Some of the advantages of Java are that even mediocre programmers can be
productive in it, and it scales very well to even ridiculously large, complex
projects. Of course those can also be considered disadvantages from certain
viewpoints, but from the viewpoint of large companies (and therefore job
opportunities), they are definitely big advantages.

Personally, I'm convinced that Java is the Cobol of the future.

------
jefflinwood
Yes - if you're interested in Android development, it's definitely the best
language to use to get started.

Java can be a little clunky, but once you learn Java you can pretty easily
learn the basics of C#, for instance.

------
DigitalSea
I am not a fan of the language myself, but Java is definitely still worth
learning. It might not be the flavour of the week like Javascript or Go, but a
lot of companies still use it (popular in the enterprise) and if you want to
build an Android application, you'll need to develop using Java. Once you
learn Java, you will find learning other languages like C# or C++ will be a
lot easier, it's a great exercise in patience and a gateway to other
languages.

------
zhte415
I disagree with comments saying it is outdated. It is not. Choose your
audience, choose your stack.

Is COBOL/DB2 outdated? Probably, but not sufficiently so to mean companies
have moved their infrastructure away from it. There are good jobs to be found
in mainframe land, many, and in great demand with great reward.

Java is probably not COBOL in audience, but it is engrained in a lot of
enterprises, or as another commenter mentioned, even Android. It is here to
stay.

------
freedevbootcamp
In the midwest, java programmers are the top paid programmers and the most in
demand.

------
mfalcon
As other users said, It depends on what would be the purpose of learning it.
I'm currently consuming data from different API's and currently using Python.
So the next step is learning Java and some Apache technologies: Kafka, Hadoop,
Storm which are built in it.

I also will need to code a native mobile app and Java is the language of
choice for Android.

------
thorin
Interesting responses. Java and C#.Net are by far the biggest languages used
in developing enterprise business software at the back end. Also big tech
companies such as Google use Java extensively.

A company will assume if you graduated in CompSci in the last decade or so
that you have used Java fairly extensively.

Java is fast to run, and pretty fast to develop in due to static typing and
when using an IDE although there might be some additional boilerplate code. I
enjoy using it and there are plenty of Java options if you want a more RAD
style of development like Rails e.g. Spring Data/Batch, Play, Grails etc.

------
why-el
Not as much Java as the JVM, because even if people are abandoning Java the
language, the JVM will survive I think since not-insignificant languages such
as Clojure and Scala are using it.

Learning Java to a comfortable degree will most likely expose you to the JVM
and its inner workings, which is really a good piece of engineering.

------
jslove
Good if you want to use JavaSCRIPT. But most people prefer to use Dalvik
becauz it runs on ARM which is much cheaper than ms windows devices. But JVM
Cobol is probably more backward compatible

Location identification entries

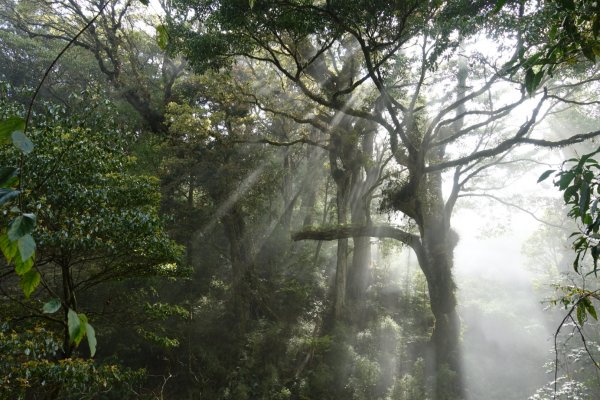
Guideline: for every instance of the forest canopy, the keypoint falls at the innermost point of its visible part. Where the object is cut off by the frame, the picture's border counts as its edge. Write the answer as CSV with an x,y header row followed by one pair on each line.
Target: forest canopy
x,y
235,199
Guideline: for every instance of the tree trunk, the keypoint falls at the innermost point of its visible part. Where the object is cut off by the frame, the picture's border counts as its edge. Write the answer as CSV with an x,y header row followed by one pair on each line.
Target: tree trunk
x,y
235,231
436,262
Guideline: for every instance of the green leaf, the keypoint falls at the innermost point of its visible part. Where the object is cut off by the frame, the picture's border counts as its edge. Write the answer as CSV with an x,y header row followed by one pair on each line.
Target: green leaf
x,y
545,175
73,324
588,51
22,267
584,198
51,307
570,192
22,142
29,282
26,246
565,180
21,226
499,5
581,313
9,248
8,126
6,175
162,37
91,336
529,78
7,195
591,310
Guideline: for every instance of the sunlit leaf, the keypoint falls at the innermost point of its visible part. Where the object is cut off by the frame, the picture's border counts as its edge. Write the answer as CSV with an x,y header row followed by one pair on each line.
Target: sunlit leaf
x,y
584,198
8,126
26,246
581,313
21,226
565,180
9,248
7,175
52,306
29,282
22,142
22,267
7,195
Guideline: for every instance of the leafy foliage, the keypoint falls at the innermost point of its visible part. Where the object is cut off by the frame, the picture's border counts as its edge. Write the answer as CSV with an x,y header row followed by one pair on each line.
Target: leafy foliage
x,y
29,368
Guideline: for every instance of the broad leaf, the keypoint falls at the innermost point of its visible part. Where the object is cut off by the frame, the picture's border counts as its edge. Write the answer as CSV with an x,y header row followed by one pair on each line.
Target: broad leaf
x,y
7,175
581,313
22,142
9,248
29,282
499,5
22,267
26,246
91,336
7,195
8,126
51,307
21,226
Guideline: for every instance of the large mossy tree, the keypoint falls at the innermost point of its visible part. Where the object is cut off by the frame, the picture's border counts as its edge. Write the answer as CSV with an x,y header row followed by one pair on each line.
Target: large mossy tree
x,y
412,73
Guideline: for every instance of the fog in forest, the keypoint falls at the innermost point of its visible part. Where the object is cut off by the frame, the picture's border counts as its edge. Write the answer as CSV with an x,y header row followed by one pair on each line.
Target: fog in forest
x,y
299,200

■ **WHAT YOU WILL DO**
1. According to the Java discussion, in which region are Java programmers the top paid and most in demand?
2. In the Java discussion, substitute "Amazon" for "Google" and write out the passage from "I also will" to "Java fairly extensively.".

■ **ANSWERS TO THE EXERCISE**
1. In the midwest.

2.
I also will need to code a native mobile app and Java is the language of
choice for Android.

------
thorin
Interesting responses. Java and C#.Net are by far the biggest languages used
in developing enterprise business software at the back end. Also big tech
companies such as Amazon use Java extensively.

A company will assume if you graduated in CompSci in the last decade or so
that you have used Java fairly extensively.